## Material provided:
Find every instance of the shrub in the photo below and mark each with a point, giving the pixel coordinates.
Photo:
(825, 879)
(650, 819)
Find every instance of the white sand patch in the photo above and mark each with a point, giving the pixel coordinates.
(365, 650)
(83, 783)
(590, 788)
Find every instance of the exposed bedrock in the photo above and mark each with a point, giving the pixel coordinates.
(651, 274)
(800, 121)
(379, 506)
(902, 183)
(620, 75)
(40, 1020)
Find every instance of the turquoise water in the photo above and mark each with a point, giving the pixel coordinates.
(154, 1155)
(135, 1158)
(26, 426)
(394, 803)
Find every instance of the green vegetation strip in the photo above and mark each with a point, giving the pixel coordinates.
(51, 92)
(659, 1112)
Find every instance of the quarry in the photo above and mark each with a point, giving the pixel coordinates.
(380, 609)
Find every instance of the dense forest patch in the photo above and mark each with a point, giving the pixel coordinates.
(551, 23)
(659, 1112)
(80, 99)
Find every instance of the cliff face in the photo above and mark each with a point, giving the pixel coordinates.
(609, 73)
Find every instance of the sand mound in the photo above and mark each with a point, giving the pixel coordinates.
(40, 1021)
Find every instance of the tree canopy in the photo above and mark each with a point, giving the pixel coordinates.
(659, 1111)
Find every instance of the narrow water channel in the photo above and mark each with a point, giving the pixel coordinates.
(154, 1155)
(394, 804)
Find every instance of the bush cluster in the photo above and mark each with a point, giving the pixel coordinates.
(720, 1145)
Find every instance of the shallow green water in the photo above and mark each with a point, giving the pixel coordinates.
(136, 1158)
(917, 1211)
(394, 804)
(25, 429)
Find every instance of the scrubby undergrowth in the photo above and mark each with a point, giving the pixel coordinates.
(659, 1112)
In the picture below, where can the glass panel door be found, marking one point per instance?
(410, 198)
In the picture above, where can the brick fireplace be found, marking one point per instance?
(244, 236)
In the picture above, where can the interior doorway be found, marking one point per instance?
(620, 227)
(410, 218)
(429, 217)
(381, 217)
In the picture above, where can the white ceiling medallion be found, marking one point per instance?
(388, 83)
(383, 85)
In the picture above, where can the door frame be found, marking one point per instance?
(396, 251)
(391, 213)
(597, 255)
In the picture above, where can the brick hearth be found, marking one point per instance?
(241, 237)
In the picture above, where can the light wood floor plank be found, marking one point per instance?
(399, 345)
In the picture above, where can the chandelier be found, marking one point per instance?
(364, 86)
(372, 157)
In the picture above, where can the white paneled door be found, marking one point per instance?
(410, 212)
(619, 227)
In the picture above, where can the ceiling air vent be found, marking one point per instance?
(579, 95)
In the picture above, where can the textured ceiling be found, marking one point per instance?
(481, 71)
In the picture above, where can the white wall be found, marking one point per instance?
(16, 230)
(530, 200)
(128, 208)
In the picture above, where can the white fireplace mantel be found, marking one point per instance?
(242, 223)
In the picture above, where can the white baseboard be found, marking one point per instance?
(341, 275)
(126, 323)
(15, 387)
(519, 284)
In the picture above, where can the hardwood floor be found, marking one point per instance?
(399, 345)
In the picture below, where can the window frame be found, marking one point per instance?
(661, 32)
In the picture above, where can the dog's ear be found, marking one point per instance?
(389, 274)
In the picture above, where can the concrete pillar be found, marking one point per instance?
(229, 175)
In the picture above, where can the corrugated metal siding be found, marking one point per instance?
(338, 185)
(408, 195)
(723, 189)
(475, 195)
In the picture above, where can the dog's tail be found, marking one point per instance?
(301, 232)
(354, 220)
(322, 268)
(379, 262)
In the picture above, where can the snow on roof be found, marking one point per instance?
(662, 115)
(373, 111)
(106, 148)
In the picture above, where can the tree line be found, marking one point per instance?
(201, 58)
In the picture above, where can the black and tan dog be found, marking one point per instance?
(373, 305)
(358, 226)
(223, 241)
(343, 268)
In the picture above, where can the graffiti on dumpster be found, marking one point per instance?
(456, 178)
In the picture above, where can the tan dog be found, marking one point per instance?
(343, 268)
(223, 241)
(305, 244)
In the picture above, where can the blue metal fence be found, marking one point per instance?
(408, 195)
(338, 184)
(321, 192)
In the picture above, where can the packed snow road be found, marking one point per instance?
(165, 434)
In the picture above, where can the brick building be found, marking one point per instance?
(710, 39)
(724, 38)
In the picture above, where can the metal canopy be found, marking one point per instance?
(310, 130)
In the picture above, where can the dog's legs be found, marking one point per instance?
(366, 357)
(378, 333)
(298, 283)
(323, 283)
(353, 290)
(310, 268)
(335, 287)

## Task requirements:
Your task is to output the material above exactly.

## Answer section:
Find every instance of the shrub in the photo below and mark each with a point, giving the pixel coordinates.
Photo:
(825, 879)
(650, 819)
Find every instance of the white sand patch in the photo above and mark each with a point, giving the pixel coordinates.
(365, 650)
(83, 783)
(590, 788)
Find every instance of the exposed bedrock in the photo above and mark each with a point, giving the pixel coordinates.
(651, 274)
(800, 121)
(379, 506)
(902, 183)
(620, 75)
(40, 1020)
Find every instance of the turquoise water in the photo above and mark each with a point, giving the pixel coordinates.
(154, 1155)
(135, 1158)
(26, 426)
(394, 803)
Find every instance of the green vegetation strip in the photo above and mark each with a point, giving the pixel coordinates.
(51, 92)
(659, 1112)
Find every instance of the quarry in the photo above and mark each with a point, giving the pixel coordinates.
(380, 609)
Find every instance of the dense forest patch in the photo above and mark each with a point, giving the pixel coordinates.
(551, 23)
(659, 1112)
(80, 99)
Find every instance of the cliff face in the photo above and mark each with a point, giving the pixel coordinates.
(609, 73)
Find every instance of the sand mound in the photo above and mark each with a point, giving the pixel coordinates.
(40, 1021)
Find every instance of the tree canopy in the photo above and mark each with a point, giving the pixel coordinates.
(659, 1111)
Find every instance of the narrow water channel in the photo above and mark each with a point, giving the pixel coordinates.
(154, 1155)
(394, 804)
Find every instance of the bush cluster in the photo above and mark each with a point, giving the pixel coordinates.
(720, 1145)
Find every instance of the shallow green water in the photo above and mark each with a point, giving the pixel coordinates.
(136, 1158)
(917, 1211)
(394, 804)
(25, 429)
Find every instance of the scrubby undergrowth in the photo above and mark each with a point, giving the pixel coordinates.
(659, 1112)
In the picture below, where can the glass panel door be found, marking one point per instance?
(410, 198)
In the picture above, where can the brick fireplace be found, marking one point per instance?
(244, 236)
In the picture above, where can the interior doorway be found, marking one point per instance?
(620, 227)
(410, 218)
(429, 217)
(381, 217)
In the picture above, where can the white ceiling medallion be found, marking one point per instance?
(388, 83)
(383, 85)
In the picture above, where can the door frame be found, marking one point per instance?
(396, 251)
(391, 213)
(597, 255)
In the picture above, where can the brick hearth be found, marking one point per instance?
(241, 237)
In the picture above, where can the light wood floor plank be found, marking one point per instance?
(399, 345)
In the picture above, where can the chandelier be found, marking one point per instance?
(364, 86)
(372, 157)
In the picture above, where can the white paneled door be found, marking one point per instance?
(410, 212)
(619, 227)
In the picture above, where can the ceiling air vent be found, marking one point per instance?
(579, 95)
In the picture above, where can the textured ceiling be found, marking one point per instance?
(481, 71)
In the picture above, where can the white wall be found, marking one point per instance?
(16, 230)
(530, 200)
(128, 208)
In the picture above, where can the white fireplace mantel be found, marking one point per instance?
(242, 223)
In the picture above, where can the white baseboard be found, marking one point per instance?
(341, 275)
(126, 323)
(15, 387)
(519, 284)
In the picture above, where can the hardwood floor be found, marking one point per instance?
(399, 345)
In the picture below, where can the window frame be found, marking one point per instance?
(661, 32)
In the picture above, where can the dog's ear be found, marking one point per instance?
(389, 274)
In the picture above, where can the concrete pillar be found, marking one point per instance?
(229, 175)
In the picture above, where can the corrugated metal siding be found, marking one point per instance?
(338, 185)
(408, 195)
(723, 189)
(475, 195)
In the picture above, where can the dog's tail be found, marking one point per instance?
(301, 232)
(354, 220)
(322, 268)
(379, 262)
In the picture above, where can the snow on roof be found, marking one point per instance?
(662, 115)
(373, 111)
(106, 148)
In the picture above, where can the tree line be found, marking one point per instance?
(201, 58)
In the picture above, where can the black and tan dog be found, marking one point per instance?
(373, 305)
(358, 226)
(223, 241)
(343, 268)
In the picture above, where can the graffiti on dumpster be found, marking one point per instance?
(456, 178)
In the picture above, where can the tan dog be found, marking one point per instance?
(343, 268)
(223, 241)
(305, 244)
In the picture above, where can the blue metal fence be found, marking one point per instance?
(408, 195)
(338, 184)
(321, 192)
In the picture above, where can the packed snow road be found, marking one point per instance?
(165, 434)
In the picture above, where can the brick building be found, marking one point per instance?
(710, 39)
(724, 38)
In the picture above, where can the metal canopy be found, marking one point per instance?
(310, 130)
In the picture above, where can the dog's legs be found, marking one point per instance?
(366, 357)
(378, 333)
(298, 283)
(323, 283)
(353, 290)
(310, 268)
(335, 287)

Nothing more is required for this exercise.